:: Source document
JPL has been hand-welding aluminum tubing for decades in support of flight programs and ground support equipment, including thermal plates and shrouds. This hand-welding process is time-consuming, cumbersome, difficult, and unreliable in terms of repeatability and success, which leads to leaks, rework, and cost increase. Socket-style meltdown welds are difficult to inspect via traditional nondestructive evaluation (NDE) methods (radiography) since by design, there is always an inherent highstress point in the joint.
Experimentation and process development verified that orbital tube butt welding could be performed on aluminum tubes, as opposed to hand socket welds. Preliminary results were excellent with 5000 series aluminum that can be welded autogenously (without filler metal). Early results on 6000 series aluminum was initially discouraging, but further trials with 4000 series aluminum filler t-rings proved much more promising. All these welded samples passed radiographic and visual examination.
::::
:: Extracted information
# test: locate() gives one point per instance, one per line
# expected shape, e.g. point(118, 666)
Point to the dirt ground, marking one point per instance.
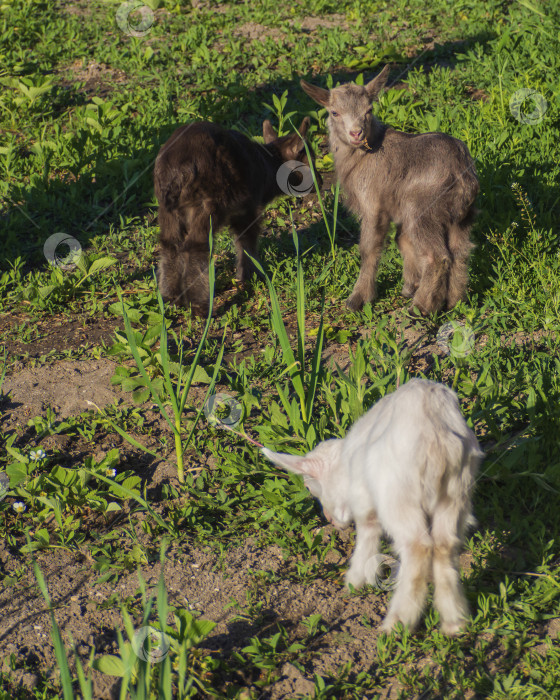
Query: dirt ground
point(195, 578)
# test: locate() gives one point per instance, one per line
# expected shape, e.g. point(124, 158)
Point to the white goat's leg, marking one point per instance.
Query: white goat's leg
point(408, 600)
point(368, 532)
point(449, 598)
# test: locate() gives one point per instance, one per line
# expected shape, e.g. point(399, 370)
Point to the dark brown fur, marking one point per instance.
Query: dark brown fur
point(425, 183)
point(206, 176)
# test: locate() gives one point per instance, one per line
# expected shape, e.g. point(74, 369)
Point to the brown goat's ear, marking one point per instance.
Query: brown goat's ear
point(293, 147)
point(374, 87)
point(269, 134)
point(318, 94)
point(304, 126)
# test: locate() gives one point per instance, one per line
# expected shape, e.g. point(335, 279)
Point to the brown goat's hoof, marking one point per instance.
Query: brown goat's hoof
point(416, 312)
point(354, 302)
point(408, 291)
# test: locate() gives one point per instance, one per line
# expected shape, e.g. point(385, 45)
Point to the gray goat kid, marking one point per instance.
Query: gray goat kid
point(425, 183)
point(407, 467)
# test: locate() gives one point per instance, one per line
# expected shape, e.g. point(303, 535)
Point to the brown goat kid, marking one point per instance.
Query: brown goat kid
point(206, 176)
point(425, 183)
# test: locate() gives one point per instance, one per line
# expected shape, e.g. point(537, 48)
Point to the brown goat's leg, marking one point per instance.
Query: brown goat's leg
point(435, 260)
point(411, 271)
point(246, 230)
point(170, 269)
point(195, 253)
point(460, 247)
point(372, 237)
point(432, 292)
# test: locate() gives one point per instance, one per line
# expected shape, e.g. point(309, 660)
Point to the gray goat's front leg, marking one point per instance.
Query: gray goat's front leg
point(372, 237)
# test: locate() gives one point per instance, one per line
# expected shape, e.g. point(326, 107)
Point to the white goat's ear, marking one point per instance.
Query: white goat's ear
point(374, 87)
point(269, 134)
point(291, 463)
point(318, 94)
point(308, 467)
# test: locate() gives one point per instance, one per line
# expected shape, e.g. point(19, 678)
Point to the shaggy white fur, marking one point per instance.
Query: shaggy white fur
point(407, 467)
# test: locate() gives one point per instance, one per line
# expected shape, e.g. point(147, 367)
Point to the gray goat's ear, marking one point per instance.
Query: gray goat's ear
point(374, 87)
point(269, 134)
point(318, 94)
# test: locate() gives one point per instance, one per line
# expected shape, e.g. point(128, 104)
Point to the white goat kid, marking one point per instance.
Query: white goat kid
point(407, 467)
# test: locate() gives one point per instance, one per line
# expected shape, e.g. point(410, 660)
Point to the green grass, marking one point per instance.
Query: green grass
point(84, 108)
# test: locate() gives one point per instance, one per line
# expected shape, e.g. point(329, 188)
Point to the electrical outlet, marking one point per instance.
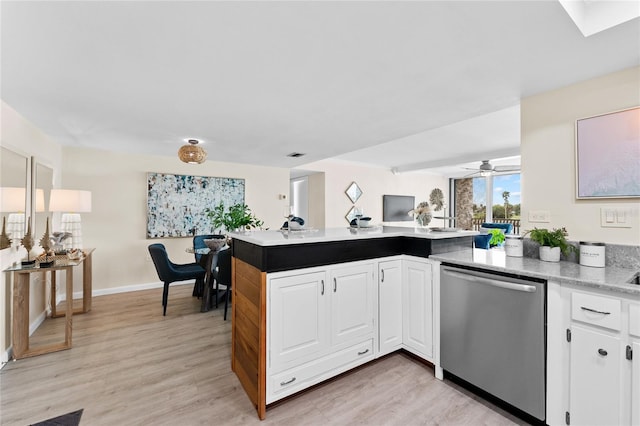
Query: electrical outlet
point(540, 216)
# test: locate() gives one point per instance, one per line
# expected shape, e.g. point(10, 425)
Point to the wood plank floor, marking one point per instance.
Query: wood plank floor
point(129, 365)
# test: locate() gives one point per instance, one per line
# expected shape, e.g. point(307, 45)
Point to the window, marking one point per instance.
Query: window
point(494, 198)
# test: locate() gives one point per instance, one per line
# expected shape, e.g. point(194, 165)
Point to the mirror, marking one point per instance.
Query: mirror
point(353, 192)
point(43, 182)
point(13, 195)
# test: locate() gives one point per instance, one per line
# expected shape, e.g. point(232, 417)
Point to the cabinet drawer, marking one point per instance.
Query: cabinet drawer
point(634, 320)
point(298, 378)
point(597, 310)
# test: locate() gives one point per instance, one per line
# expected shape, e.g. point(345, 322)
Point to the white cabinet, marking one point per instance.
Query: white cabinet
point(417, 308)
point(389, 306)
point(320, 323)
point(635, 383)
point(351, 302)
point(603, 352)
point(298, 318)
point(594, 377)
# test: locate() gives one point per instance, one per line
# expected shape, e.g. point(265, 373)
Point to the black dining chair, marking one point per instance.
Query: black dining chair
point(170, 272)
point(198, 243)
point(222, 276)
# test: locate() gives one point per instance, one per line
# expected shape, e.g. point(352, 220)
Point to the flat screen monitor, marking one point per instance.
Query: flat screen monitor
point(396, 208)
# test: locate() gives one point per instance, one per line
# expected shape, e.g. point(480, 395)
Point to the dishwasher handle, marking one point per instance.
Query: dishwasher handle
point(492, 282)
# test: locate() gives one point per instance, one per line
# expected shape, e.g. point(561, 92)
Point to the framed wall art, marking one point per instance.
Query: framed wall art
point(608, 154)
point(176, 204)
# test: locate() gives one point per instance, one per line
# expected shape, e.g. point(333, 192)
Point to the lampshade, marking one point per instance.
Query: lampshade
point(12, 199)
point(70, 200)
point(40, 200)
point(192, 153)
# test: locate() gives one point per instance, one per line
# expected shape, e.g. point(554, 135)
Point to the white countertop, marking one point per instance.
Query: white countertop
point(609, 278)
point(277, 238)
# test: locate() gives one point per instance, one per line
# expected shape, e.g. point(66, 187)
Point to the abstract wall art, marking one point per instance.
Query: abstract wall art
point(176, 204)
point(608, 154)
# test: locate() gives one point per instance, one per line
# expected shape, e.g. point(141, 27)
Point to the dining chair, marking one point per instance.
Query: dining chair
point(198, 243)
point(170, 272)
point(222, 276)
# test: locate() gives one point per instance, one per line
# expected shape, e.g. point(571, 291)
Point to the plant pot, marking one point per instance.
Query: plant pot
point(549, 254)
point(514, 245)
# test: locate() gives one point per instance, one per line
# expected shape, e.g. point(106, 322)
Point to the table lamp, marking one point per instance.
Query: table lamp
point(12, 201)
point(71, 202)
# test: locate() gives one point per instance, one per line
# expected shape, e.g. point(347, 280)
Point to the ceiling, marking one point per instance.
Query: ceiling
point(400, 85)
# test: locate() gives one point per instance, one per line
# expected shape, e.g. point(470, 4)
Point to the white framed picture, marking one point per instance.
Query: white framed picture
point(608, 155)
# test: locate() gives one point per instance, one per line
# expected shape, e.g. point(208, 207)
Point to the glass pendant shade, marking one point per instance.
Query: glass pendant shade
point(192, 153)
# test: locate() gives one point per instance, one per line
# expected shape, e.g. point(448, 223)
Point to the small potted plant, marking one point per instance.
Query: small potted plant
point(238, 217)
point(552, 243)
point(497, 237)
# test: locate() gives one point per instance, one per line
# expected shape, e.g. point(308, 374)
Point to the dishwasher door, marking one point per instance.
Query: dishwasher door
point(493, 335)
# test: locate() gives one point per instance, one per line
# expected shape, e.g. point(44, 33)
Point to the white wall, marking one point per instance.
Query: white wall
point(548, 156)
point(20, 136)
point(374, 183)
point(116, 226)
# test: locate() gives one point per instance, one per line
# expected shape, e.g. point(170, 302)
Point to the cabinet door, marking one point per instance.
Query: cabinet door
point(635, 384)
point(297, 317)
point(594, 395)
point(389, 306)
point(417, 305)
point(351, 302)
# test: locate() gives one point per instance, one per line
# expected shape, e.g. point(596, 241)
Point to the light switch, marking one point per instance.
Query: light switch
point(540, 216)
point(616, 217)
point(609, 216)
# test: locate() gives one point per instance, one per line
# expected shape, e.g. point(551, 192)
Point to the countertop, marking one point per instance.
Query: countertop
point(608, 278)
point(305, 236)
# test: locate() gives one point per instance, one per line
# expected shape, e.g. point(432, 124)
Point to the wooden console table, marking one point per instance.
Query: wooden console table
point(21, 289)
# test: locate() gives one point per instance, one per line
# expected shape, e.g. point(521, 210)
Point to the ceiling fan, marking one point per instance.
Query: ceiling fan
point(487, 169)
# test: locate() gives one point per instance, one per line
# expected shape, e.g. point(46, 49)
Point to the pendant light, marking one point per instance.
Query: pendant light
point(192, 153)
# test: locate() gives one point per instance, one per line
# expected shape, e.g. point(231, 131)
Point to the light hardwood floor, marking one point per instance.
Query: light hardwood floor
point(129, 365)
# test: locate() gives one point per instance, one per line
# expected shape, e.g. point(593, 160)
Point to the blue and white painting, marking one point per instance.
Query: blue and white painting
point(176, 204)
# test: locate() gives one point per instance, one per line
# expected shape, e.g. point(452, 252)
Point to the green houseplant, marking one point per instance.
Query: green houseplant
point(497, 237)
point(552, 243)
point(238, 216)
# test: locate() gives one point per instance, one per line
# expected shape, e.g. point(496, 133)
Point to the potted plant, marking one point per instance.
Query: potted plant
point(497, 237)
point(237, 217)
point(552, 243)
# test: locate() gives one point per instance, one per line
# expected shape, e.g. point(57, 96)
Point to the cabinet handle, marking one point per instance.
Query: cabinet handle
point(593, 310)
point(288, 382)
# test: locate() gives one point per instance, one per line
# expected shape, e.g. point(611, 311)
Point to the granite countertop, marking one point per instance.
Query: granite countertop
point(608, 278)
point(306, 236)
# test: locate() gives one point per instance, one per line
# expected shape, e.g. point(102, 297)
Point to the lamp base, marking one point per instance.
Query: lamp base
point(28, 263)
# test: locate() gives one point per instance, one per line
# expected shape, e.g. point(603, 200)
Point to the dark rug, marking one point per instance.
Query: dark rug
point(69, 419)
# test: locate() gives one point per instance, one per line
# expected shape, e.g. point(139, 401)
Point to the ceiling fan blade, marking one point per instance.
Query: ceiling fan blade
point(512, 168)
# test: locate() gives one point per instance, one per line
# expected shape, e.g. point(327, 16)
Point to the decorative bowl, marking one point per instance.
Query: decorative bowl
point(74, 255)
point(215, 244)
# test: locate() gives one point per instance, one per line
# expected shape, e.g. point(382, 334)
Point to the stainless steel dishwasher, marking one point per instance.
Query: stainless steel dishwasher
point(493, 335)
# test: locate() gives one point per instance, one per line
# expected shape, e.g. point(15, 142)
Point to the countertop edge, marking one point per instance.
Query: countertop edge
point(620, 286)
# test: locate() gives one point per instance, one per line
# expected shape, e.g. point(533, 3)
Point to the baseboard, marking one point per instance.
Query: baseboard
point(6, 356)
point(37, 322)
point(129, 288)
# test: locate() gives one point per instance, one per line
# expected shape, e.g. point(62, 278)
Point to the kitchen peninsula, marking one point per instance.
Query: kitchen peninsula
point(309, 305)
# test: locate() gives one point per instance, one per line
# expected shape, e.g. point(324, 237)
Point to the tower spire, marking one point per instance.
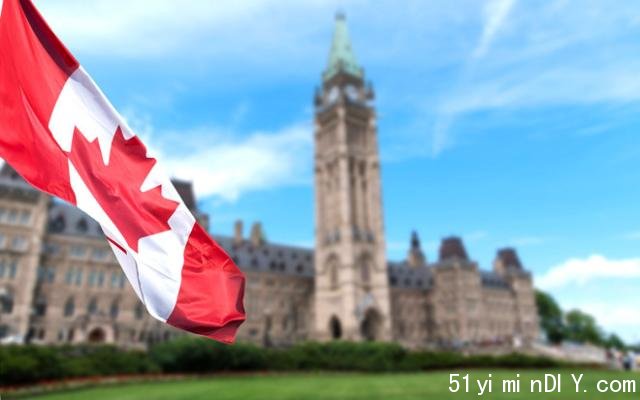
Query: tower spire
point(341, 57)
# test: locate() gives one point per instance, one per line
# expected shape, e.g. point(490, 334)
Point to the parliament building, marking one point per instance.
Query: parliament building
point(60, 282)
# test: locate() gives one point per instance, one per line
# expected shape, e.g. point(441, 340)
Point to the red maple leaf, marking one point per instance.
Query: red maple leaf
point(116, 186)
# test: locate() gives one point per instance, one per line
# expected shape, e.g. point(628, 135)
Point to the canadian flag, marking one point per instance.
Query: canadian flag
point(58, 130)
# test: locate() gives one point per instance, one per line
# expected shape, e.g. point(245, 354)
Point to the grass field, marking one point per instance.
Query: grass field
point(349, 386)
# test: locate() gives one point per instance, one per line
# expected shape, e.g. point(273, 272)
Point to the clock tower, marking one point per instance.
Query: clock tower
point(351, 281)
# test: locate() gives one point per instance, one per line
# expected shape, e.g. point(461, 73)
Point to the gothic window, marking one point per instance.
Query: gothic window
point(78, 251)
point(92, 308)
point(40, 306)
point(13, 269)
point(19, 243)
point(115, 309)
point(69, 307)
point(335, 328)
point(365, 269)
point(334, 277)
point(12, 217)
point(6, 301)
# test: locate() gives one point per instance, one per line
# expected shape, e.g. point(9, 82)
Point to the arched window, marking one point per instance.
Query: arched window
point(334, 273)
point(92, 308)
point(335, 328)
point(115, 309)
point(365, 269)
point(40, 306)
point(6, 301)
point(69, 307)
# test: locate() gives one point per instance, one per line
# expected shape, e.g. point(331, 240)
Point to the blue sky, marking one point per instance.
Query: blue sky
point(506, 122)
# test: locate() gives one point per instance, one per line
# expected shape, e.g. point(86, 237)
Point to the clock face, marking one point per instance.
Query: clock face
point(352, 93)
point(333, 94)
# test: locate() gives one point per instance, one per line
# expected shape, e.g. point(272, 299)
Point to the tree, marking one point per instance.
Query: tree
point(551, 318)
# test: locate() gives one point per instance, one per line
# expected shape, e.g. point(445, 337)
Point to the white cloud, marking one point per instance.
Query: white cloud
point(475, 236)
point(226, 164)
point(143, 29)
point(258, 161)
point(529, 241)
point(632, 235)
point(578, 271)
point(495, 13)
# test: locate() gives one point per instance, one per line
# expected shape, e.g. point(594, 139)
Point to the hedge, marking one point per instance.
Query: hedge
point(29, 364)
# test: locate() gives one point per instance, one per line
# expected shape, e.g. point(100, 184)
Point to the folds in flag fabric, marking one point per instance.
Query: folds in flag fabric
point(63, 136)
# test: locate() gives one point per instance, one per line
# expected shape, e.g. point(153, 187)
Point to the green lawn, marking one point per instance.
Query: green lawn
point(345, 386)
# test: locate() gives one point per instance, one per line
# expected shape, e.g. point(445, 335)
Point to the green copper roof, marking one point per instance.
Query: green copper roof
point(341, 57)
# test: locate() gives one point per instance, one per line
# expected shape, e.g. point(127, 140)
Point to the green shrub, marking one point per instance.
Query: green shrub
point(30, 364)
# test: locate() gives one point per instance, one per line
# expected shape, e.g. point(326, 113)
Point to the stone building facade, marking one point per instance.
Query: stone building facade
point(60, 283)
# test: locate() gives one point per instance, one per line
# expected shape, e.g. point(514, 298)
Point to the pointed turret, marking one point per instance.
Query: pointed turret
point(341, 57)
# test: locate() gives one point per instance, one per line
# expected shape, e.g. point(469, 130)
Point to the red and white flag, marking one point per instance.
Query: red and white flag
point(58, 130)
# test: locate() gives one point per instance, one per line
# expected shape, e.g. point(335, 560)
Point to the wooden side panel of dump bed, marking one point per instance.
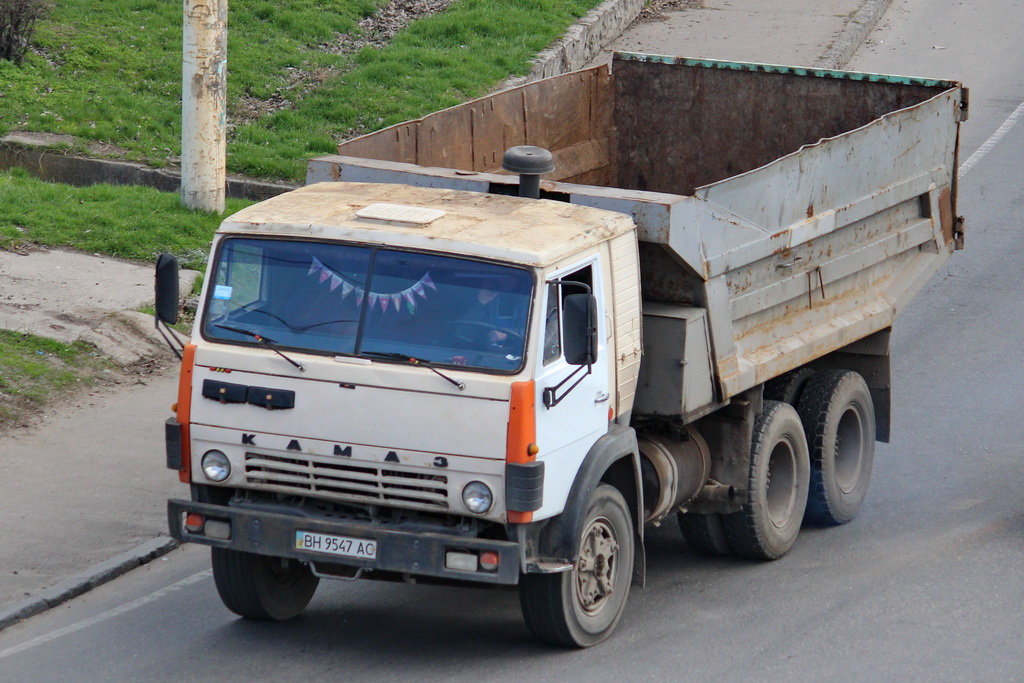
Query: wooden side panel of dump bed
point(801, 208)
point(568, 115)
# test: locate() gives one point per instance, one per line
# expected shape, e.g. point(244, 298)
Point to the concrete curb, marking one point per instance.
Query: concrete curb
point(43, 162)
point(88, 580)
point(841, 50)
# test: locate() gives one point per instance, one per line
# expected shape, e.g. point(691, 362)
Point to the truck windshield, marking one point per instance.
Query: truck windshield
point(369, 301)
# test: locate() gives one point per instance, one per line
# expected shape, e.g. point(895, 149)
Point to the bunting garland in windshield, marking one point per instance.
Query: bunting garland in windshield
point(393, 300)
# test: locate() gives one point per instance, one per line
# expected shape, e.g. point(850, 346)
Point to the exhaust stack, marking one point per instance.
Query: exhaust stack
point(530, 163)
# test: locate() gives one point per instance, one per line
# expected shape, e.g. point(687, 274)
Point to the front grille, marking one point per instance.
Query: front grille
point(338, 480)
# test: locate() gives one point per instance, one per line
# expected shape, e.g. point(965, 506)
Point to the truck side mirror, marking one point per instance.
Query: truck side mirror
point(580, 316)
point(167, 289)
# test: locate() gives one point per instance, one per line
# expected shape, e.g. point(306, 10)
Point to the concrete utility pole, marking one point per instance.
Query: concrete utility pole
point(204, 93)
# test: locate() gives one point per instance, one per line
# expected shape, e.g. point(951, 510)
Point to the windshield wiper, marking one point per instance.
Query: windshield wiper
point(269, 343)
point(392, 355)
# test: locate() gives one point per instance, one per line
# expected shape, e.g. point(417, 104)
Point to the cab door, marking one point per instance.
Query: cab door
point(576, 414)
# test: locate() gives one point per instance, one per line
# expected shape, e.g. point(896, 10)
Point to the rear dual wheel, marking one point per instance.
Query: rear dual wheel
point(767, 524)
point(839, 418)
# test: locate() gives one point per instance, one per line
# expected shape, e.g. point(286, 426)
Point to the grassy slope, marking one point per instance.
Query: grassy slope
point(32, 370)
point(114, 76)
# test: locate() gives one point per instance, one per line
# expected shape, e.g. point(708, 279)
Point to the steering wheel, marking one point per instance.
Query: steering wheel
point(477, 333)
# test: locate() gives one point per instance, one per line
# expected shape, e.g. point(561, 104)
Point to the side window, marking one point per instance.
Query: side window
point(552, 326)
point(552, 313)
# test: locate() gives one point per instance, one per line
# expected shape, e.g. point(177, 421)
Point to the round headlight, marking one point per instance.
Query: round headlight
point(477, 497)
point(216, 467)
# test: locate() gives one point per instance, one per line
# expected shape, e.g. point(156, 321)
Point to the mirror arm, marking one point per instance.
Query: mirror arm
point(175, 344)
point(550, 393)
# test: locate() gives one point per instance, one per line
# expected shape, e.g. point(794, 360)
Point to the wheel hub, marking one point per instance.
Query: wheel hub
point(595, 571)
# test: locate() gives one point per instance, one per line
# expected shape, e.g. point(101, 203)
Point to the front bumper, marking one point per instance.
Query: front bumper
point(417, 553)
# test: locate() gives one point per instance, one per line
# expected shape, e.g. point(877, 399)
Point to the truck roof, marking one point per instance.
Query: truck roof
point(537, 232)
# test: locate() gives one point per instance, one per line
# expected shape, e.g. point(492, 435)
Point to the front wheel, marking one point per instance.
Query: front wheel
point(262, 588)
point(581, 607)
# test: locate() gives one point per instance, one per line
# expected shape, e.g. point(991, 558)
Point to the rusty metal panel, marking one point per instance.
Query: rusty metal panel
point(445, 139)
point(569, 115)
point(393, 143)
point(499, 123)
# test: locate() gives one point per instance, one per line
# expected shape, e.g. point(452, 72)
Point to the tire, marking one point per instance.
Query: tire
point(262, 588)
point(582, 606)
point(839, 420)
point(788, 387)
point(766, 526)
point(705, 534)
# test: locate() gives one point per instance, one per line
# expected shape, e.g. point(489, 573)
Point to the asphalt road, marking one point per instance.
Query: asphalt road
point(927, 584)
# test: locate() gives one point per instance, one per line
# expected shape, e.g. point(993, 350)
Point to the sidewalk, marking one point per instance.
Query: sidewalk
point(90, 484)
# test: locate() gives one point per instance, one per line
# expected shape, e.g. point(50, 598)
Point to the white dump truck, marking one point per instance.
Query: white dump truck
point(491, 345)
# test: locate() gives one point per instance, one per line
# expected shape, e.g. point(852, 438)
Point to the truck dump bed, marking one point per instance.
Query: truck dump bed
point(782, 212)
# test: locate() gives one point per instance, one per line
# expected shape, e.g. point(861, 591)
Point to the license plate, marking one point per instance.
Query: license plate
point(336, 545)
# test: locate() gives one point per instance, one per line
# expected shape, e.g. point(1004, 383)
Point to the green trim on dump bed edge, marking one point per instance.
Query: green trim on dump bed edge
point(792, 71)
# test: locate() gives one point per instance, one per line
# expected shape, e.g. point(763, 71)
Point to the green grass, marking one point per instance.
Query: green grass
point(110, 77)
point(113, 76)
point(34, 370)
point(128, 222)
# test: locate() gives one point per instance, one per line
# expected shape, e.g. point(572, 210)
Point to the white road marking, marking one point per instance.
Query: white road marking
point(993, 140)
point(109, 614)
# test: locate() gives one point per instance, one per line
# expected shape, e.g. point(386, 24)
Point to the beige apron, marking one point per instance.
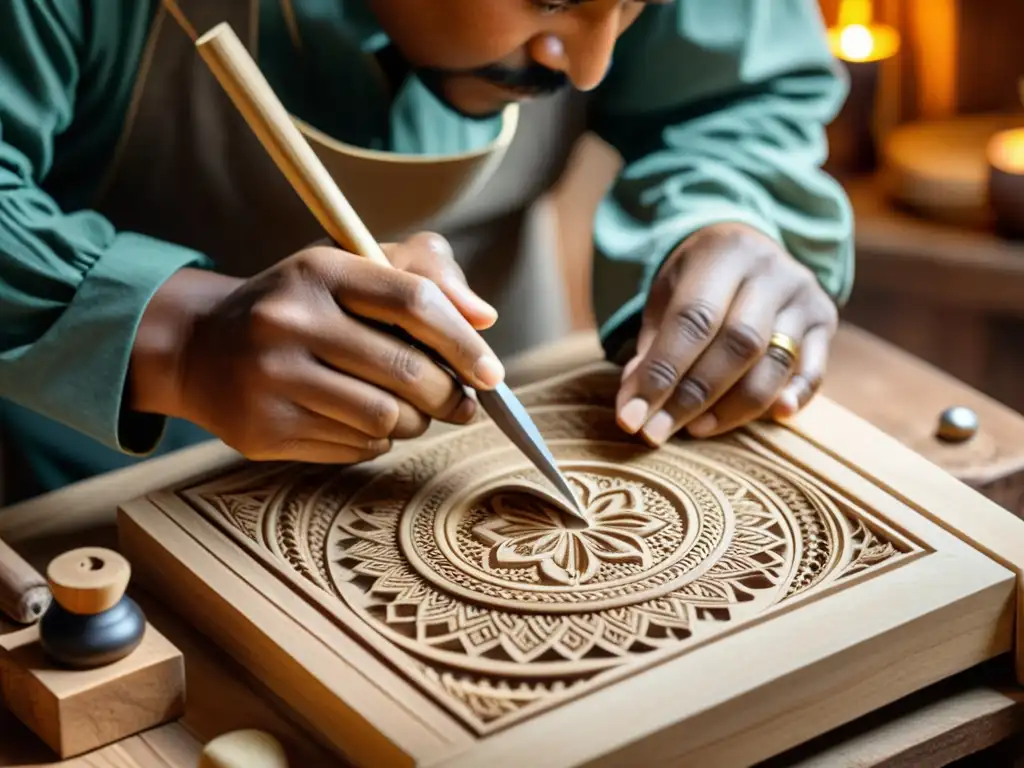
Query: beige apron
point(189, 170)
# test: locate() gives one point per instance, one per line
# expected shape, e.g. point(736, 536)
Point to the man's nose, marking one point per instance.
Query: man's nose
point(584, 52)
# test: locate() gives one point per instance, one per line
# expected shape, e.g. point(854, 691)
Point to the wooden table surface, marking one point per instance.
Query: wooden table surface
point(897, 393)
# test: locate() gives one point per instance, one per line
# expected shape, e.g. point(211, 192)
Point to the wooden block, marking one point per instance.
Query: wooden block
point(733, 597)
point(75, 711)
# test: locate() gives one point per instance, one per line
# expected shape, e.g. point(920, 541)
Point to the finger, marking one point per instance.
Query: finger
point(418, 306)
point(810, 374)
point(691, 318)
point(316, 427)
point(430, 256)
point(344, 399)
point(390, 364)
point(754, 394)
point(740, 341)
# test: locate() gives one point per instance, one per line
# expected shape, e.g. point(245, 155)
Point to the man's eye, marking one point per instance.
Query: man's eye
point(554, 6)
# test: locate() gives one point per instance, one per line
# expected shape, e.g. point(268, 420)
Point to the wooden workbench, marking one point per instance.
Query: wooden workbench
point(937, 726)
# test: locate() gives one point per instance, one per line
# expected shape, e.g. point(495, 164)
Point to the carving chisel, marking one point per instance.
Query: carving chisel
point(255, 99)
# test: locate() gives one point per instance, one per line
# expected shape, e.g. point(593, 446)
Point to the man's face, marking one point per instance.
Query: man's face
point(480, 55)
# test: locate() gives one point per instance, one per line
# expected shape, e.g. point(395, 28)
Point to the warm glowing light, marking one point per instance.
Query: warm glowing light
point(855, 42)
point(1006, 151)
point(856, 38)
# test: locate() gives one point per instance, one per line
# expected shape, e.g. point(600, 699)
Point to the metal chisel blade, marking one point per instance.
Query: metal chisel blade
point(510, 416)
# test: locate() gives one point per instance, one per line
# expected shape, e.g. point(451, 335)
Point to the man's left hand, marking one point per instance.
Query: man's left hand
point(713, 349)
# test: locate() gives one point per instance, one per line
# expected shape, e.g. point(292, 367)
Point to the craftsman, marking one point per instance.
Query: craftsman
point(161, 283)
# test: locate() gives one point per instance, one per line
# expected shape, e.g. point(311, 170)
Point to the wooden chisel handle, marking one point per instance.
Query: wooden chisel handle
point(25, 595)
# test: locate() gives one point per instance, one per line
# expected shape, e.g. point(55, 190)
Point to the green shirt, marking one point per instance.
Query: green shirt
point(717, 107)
::::
Copy the passage on aluminum tube welding word for word, between "JPL has been" and "in the joint.", inclusive. The rows have nothing to do with the passage on aluminum tube welding.

JPL has been hand-welding aluminum tubing for decades in support of flight programs and ground support equipment, including thermal plates and shrouds. This hand-welding process is time-consuming, cumbersome, difficult, and unreliable in terms of repeatability and success, which leads to leaks, rework, and cost increase. Socket-style meltdown welds are difficult to inspect via traditional nondestructive evaluation (NDE) methods (radiography) since by design, there is always an inherent highstress point in the joint.